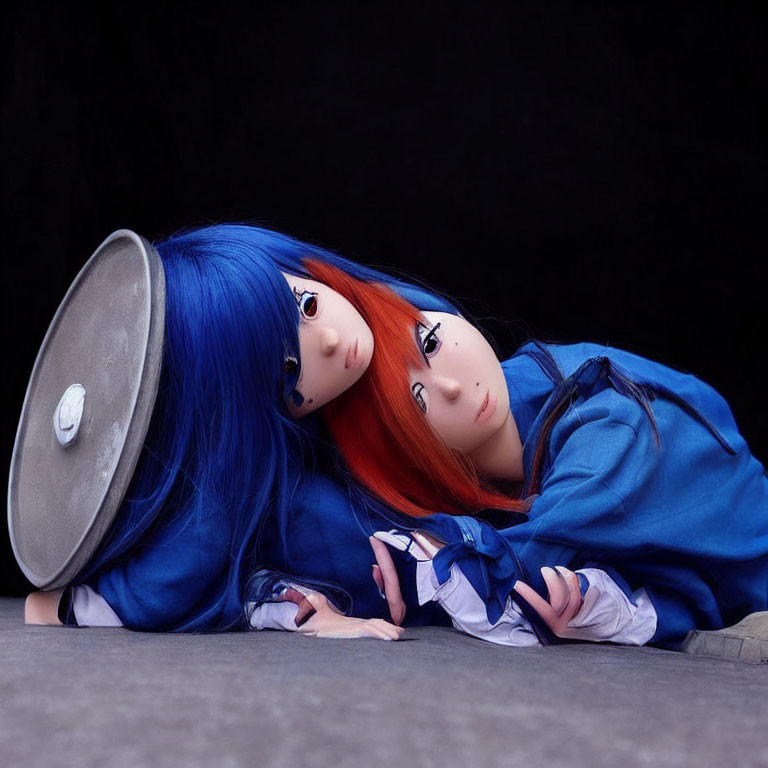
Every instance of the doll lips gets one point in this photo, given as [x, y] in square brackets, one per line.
[487, 408]
[351, 355]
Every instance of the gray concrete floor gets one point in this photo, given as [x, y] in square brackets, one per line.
[110, 697]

__________

-- Your objective --
Please arrange the lines of the material as a Markdown table with the columns Row and Line, numbering each row and leaving out blank lines. Start at the line that contains "Every instance of the gray" and continue through the end of the material, including both ends.

-- Exercise result --
| Row | Line |
|---|---|
| 1 | Every instance of the gray concrete floor gets one point in this photo, given as [x, y] in square brackets, one per line. |
| 2 | [110, 697] |